> Stated task
From the records below, copy out unchanged the stretch that starts with the line containing "label=man's ear action=locate" and ends with the line containing "[367,15,420,47]", including both of those lines.
# START OF Supplied records
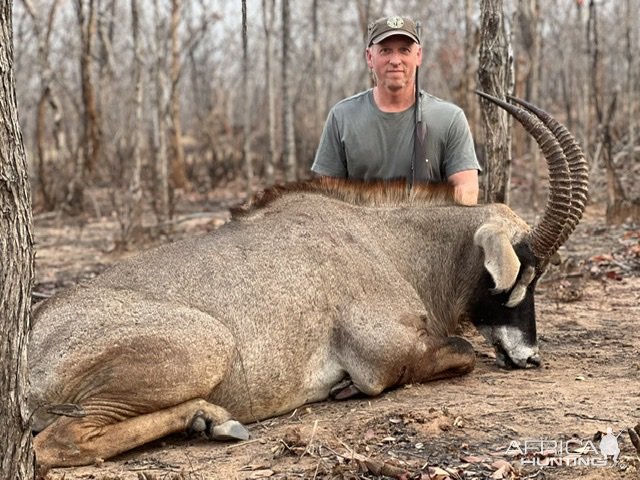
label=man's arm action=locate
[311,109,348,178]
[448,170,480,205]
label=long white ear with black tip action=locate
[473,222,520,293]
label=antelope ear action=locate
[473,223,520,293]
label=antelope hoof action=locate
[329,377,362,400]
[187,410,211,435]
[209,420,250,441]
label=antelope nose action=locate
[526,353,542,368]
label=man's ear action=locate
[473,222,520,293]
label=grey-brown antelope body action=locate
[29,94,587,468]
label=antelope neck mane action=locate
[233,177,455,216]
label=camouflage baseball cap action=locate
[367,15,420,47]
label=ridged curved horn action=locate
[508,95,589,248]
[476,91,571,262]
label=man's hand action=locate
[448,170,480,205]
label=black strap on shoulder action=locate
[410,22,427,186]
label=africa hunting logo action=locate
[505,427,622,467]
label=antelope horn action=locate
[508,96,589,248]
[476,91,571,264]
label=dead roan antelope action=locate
# END OF Supplied records
# START OF Supplied records
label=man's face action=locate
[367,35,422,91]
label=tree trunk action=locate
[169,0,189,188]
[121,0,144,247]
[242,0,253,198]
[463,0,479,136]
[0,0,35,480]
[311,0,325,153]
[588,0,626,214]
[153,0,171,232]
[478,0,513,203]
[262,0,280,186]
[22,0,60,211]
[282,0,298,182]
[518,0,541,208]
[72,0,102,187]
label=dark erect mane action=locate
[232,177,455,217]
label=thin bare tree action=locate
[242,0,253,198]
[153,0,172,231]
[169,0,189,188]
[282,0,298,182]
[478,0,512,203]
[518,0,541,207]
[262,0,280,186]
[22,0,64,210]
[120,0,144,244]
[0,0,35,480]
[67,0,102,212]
# END OF Supplied records
> Reply to the exercise
label=man's ear action=locate
[473,222,520,293]
label=grey-brown antelope body action=locate
[29,94,587,468]
label=antelope neck mane action=locate
[233,177,455,216]
label=camouflage baseball cap action=locate
[367,15,420,47]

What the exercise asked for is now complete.